■ **Document extract**:
%%
Thread: Operator Classes and ANALYZE

Operator Classes and ANALYZE

From
Rusty Conover
Date:
Hi All,

It doesn't appear that ANALYZE uses the specified operator class for
producing statistics on an index when that operator class is not the
default for the data type.  This appears to be leading to poor query
planning.

I'm using:

# select version();
-[ RECORD
1 ]---------------------------------------------------------------------
-------------------------
version | PostgreSQL 8.1.5 on i686-pc-linux-gnu, compiled by GCC gcc
(GCC) 4.1.0 20060304 (Red Hat 4.1.0-3)

For speed of indexing a few million urls I'm indexing them with a
custom data type. The data type aptly named "urlhash" has:

A 2 byte host id (just the hostname, not many hosts are involved so
this is fine)
A 2 byte locality id (parts of the path)
A 16 byte MD5 of the full url all in a custom data type called aptly.

For a total length of 20 bytes.  By default the text output of the
data type is of the form of ([data in hex]).

Everything is nice and fast (due to good locality) for the default
operator class that respects the entire data type.  Everything is
unique so there is an n_distinct of -1 in pg_stats for the index.

Now, I created an operator class for urlhash that just does
comparisons on the host id "urlhash_host_ops" and I created the index
using:

# create index url_uh2_idx on url using btree  (texttourlhash(url)
urlhash_host_ops);

After running vacuum analyze that statistics for the new index using
the second operator class still say that every value is unique.  It
appears it's using the default operator class to produce the
statistics.  By doing so, the planner doesn't work great since it
assumes that only one row will be returned.

Note: I prefixed all default operators with @ to denote the host class.

# explain select * from url where url @= 'http://
www.prolitegear.com/'::urlhash ;
                                        QUERY PLAN
------------------------------------------------------------------------
-----------------
Index Scan using url_uh2_idx on url  (cost=0.00..6.02 rows=1 width=105)
    Index Cond: ((url)::urlhash @=
'(93d48c2ab505280c99322630a24f61c6533bc368)'::urlhash)


# select count(*) from url where url @= 'http://
www.prolitegear.com/'::urlhash;
count
-------
   6992

There are hosts with orders of magnitude difference in total number
of rows (100,000 or more), this was just chosen as an example.
%%
■ **Challenge A**:
Summarize the thread on operator classes and ANALYZE in two sentences.

■ **Dataset extract**:
%%
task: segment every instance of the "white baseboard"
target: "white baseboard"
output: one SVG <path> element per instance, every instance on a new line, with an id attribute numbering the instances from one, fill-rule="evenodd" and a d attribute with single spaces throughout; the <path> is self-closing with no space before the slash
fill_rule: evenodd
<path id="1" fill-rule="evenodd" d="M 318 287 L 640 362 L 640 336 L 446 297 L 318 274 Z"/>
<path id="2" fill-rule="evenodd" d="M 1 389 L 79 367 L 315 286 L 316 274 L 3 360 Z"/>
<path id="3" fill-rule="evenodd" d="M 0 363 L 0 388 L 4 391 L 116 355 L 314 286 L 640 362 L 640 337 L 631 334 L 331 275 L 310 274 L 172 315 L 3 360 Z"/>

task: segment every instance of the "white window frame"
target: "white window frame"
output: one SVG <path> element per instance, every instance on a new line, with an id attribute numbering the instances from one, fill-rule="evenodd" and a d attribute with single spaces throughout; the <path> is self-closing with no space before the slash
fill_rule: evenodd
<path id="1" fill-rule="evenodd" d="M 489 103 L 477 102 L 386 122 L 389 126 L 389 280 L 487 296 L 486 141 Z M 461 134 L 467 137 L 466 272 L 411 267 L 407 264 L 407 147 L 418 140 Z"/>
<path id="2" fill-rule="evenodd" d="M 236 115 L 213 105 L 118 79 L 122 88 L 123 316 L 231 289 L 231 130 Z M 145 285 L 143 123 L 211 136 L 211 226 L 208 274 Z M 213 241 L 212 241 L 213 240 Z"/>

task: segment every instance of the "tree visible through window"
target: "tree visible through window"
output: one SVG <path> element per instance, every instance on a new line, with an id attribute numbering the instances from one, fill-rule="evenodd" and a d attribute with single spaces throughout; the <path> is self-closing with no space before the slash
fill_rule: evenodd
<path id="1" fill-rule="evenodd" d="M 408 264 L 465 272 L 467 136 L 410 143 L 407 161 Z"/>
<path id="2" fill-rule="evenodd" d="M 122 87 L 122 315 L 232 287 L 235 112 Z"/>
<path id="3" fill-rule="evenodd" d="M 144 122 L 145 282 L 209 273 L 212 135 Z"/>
%%
■ **Challenge B**:
Turn the records, from the start of the records through the line containing "363 L 0 388", into a two-column CSV with the headers request and answer. Give one row per request, with its text and its answer each in a single quoted field and line breaks replaced by spaces.

■ **Reply A**:
The thread reports that in PostgreSQL 8.1.5, ANALYZE appears to produce index statistics with the default operator class instead of a specified non-default one, here "urlhash_host_ops", which compares only the host id of a custom 20-byte "urlhash" data type. As a result, the statistics still say every value is unique, so the planner assumes one row will be returned for a host query that actually counts 6992 rows.

■ **Reply B**:
request,answer
"task: segment every instance of the ""white baseboard"" target: ""white baseboard"" output: one SVG <path> element per instance, every instance on a new line, with an id attribute numbering the instances from one, fill-rule=""evenodd"" and a d attribute with single spaces throughout; the <path> is self-closing with no space before the slash fill_rule: evenodd","<path id=""1"" fill-rule=""evenodd"" d=""M 318 287 L 640 362 L 640 336 L 446 297 L 318 274 Z""/> <path id=""2"" fill-rule=""evenodd"" d=""M 1 389 L 79 367 L 315 286 L 316 274 L 3 360 Z""/> <path id=""3"" fill-rule=""evenodd"" d=""M 0 363 L 0 388 L 4 391 L 116 355 L 314 286 L 640 362 L 640 337 L 631 334 L 331 275 L 310 274 L 172 315 L 3 360 Z""/>"